++++ Information supplied
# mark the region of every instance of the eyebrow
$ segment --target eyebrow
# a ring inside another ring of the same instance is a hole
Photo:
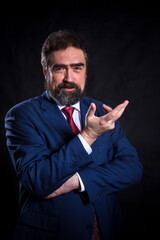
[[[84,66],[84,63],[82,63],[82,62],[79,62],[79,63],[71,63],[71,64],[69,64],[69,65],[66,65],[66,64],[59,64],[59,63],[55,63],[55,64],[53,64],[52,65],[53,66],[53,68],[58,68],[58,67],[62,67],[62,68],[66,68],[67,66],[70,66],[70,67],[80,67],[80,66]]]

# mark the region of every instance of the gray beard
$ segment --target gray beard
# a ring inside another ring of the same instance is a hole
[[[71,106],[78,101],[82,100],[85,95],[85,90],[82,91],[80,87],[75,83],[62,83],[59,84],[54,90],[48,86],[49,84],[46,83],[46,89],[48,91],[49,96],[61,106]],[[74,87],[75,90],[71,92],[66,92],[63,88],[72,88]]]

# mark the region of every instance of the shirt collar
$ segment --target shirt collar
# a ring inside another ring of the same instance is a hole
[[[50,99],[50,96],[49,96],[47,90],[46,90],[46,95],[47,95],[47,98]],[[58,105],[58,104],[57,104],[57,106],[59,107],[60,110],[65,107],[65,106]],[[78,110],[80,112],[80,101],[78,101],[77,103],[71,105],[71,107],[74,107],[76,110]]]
++++++++
++++ Information supplied
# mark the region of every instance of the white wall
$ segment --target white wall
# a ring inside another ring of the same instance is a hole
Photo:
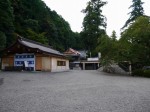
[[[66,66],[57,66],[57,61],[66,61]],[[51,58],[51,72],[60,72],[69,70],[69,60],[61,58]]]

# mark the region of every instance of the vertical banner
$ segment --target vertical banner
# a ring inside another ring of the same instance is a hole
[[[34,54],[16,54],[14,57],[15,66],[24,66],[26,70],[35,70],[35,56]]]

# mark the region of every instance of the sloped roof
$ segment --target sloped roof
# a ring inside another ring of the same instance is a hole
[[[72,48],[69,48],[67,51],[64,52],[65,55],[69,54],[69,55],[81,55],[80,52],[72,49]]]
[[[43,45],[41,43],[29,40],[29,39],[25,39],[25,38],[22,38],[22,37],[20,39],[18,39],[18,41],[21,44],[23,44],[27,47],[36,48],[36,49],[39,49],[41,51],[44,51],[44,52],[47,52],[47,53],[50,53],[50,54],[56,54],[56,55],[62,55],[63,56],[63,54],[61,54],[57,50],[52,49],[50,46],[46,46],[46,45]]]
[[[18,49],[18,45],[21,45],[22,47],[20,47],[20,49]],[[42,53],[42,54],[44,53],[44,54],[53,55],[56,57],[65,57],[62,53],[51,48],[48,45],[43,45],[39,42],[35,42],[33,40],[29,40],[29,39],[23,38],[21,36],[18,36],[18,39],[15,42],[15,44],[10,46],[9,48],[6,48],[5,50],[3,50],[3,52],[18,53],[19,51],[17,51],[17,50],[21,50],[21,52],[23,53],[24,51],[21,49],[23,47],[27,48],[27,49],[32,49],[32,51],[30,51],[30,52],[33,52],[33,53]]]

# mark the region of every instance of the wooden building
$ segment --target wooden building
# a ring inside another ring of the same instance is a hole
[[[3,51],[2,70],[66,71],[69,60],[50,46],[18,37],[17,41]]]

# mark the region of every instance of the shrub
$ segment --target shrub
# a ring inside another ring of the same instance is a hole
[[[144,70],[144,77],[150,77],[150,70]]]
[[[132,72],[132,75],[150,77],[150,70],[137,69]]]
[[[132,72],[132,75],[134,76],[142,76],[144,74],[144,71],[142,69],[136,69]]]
++++++++
++++ Information supplied
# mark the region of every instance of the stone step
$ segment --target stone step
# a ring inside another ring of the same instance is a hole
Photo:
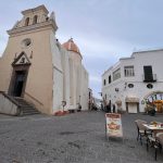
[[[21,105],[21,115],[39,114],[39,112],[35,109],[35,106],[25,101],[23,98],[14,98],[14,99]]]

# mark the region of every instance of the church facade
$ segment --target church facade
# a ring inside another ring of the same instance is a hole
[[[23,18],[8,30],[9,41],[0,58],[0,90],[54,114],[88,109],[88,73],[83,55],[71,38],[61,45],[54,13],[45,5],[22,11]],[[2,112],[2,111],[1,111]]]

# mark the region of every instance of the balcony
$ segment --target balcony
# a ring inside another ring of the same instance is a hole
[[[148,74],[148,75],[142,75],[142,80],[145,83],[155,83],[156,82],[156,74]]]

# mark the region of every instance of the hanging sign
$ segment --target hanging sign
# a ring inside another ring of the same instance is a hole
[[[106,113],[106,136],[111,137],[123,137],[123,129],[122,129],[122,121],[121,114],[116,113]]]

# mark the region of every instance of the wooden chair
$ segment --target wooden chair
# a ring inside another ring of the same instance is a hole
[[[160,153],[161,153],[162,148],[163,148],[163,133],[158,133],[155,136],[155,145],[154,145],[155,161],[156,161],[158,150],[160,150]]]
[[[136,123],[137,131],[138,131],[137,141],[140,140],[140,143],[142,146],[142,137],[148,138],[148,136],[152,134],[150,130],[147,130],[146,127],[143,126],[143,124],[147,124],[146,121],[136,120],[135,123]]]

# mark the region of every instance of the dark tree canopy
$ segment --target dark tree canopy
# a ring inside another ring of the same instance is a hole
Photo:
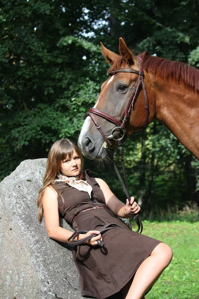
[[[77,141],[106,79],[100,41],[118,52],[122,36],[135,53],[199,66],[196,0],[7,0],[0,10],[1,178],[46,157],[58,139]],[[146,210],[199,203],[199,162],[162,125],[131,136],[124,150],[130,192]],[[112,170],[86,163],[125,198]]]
++++++++
### Problem description
How many lines of the items contain the string "gray", matching case exactly? Reply with the number alone.

### Task answer
2